TEKS ACUAN:
Sebagimana biasa, cercaan dan kutukan pun ramai-ramai dilayangkan kepada motivator kenamaan Indonesia itu, terutama di media sosial. Masyarakat dunia maya ramai-ramai membulinya dengan kalimat-kalimat dan meme-meme yang pada intinya mengatakan bahwa ternyata Mario Teguh tidak sebijak sebagaimana kalimat-kalimat motivasinya.

Tapi tenanglah, tulisan ini tidak akan turut membuli Mario Teguh ataupun Ario Kiswinar. Secerdas apa pun kita, kita tidak akan pernah tahu apa yang sebenarnya terjadi pada keluarga Mario Teguh di masa lalu. Kita bukanlah anggota keluarganya.

CUPLIKAN DATA:

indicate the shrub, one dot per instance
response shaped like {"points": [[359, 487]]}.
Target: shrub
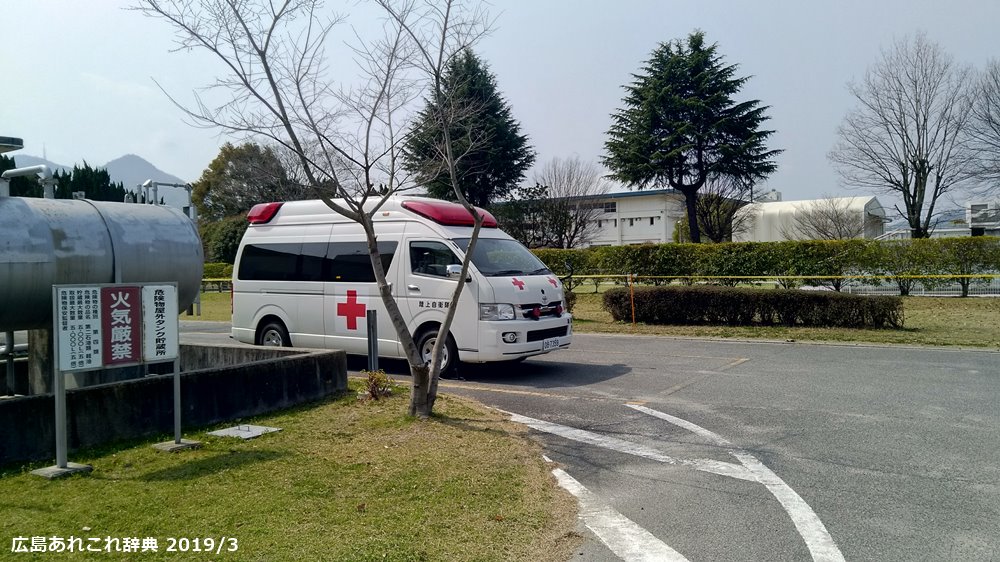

PETUNJUK TUGAS:
Perbarui bagian teks tentang Mario Teguh yang dimulai dengan "Sebagimana biasa, cercaan" dan berlanjut hingga "sebagaimana kalimat-kalimat motivasinya.", lalu ganti "media sosial" dengan "jejaring sosial".

JAWABAN LATIHAN:
Sebagimana biasa, cercaan dan kutukan pun ramai-ramai dilayangkan kepada motivator kenamaan Indonesia itu, terutama di jejaring sosial. Masyarakat dunia maya ramai-ramai membulinya dengan kalimat-kalimat dan meme-meme yang pada intinya mengatakan bahwa ternyata Mario Teguh tidak sebijak sebagaimana kalimat-kalimat motivasinya.